# TRECHO DO DOCUMENTO
####################

Marcelo Träsel, outubro de 2005
O gourmet parvenu
Ao contrário do que muita gente possa pensar, supostos gourmets não costumam ser gourmets o tempo todo. Se algum conhecido seu fizer questão de demonstrar seus conhecimentos gastronômicos mesmo em uma praça de alimentação de shopping center, trata-se não de um discípulo de Brillat-Savarin, mas de um esnobe novo-rico, ou, para nos mantermos dentro da francofilia que permeia o mundo da cozinha, de um “gourmet parvenu”. Os maiores representantes da classe são os enólogos de fim de semana, discípulos de Parker, que desmontei na última coluna.
Um bom modelo para os gourmets − e de resto para todos os homens de bem − é o tradicional cavalheiro britânico. Os gentis-homens de Sua Majestade têm mente cultivada, bom-gosto e refinamento, mas sabem o momento de aplicar tudo isso. De uma maneira geral, evitam constranger os mortais comuns exibindo seus atributos e abominam ser inoportunos. Diz-se que um verdadeiro gentil-homem deixa seu mordomo gastar os sapatos novos antes de começar a usá-los, para evitar o risco de ser tomado por um novo-rico perdulário. Dicas sobre onde comprar cartolas e bengalas podem ser obtidas com o colega de Semana 3 Alexandre Soares Silva.

####################

# TAREFA PROPOSTA 1
Responda com base no texto sobre o gourmet parvenu:
(a) Quem são os maiores representantes da classe dos "gourmets parvenus"?
(b) Que figura é apresentada como bom modelo para os gourmets?
(c) O que, diz-se, um verdadeiro gentil-homem deixa seu mordomo fazer?
O texto acima e os registros são materiais independentes entre si.

####################

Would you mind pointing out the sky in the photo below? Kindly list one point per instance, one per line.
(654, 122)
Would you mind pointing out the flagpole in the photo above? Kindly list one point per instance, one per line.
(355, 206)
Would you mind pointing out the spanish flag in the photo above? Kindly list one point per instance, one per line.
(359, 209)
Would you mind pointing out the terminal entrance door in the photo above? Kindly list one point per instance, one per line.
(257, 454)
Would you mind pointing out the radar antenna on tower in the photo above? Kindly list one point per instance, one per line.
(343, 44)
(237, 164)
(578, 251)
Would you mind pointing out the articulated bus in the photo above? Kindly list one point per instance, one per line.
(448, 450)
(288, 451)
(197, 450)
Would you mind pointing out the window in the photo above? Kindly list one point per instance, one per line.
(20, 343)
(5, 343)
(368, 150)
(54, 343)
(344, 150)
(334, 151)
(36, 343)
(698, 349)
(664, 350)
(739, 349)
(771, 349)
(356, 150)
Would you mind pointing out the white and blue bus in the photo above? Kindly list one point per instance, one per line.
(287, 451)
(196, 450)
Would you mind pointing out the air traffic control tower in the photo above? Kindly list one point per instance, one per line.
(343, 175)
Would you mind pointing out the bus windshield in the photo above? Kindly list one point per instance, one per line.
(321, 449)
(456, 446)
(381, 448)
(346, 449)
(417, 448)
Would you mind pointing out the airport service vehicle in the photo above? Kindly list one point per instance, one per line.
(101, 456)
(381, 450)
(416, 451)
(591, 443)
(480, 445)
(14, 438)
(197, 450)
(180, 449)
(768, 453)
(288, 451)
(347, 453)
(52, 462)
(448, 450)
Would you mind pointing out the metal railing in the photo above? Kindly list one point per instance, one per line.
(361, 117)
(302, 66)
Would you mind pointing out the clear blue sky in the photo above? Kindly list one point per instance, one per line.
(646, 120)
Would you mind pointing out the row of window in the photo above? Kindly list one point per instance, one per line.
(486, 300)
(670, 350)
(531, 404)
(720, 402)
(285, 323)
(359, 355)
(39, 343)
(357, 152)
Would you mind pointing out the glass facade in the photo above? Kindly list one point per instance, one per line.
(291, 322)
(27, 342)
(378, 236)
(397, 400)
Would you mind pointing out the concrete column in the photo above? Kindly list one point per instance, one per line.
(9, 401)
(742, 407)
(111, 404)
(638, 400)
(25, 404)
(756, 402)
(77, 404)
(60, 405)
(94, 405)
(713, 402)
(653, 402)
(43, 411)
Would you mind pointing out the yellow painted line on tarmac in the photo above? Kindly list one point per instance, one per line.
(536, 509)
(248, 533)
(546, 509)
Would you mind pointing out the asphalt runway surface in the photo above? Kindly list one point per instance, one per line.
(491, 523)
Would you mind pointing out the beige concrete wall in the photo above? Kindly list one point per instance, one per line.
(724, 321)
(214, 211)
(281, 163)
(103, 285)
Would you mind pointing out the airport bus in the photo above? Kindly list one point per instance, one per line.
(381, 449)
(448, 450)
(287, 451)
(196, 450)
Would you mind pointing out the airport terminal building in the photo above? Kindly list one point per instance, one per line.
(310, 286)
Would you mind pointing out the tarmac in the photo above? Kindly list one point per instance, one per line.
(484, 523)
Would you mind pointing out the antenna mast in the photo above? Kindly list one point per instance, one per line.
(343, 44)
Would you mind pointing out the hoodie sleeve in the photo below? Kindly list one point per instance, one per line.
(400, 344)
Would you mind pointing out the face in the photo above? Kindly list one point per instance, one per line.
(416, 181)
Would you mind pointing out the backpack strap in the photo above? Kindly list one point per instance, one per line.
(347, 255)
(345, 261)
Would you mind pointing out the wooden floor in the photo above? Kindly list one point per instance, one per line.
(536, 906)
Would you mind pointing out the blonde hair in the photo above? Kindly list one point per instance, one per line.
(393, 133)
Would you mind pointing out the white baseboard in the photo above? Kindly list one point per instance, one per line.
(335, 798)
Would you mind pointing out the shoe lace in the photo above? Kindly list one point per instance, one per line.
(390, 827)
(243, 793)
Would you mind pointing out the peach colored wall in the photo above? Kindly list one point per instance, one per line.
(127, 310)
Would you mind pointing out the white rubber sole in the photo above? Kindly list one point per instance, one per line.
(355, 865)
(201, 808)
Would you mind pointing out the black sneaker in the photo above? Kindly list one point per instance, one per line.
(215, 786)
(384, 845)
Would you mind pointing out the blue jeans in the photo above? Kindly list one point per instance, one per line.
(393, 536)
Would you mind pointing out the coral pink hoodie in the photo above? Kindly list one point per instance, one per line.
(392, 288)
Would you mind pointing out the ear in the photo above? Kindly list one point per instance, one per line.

####################

# TAREFA PROPOSTA 2
Disponha em lista numerada as linhas dos registros que vão da que contém "Would you mind pointing out the white rubber" até o fim dos registros, inclusive, deixando de fora as linhas em branco.

# RESPOSTA CORRETA 1
(a) Os enólogos de fim de semana, discípulos de Parker.
(b) O tradicional cavalheiro britânico.
(c) Gastar os sapatos novos antes de começar a usá-los.

# RESPOSTA CORRETA 2
1. Would you mind pointing out the white rubber sole in the photo above? Kindly list one point per instance, one per line.
2. (355, 865)
3. (201, 808)
4. Would you mind pointing out the black sneaker in the photo above? Kindly list one point per instance, one per line.
5. (215, 786)
6. (384, 845)
7. Would you mind pointing out the blue jeans in the photo above? Kindly list one point per instance, one per line.
8. (393, 536)
9. Would you mind pointing out the coral pink hoodie in the photo above? Kindly list one point per instance, one per line.
10. (392, 288)
11. Would you mind pointing out the ear in the photo above? Kindly list one point per instance, one per line.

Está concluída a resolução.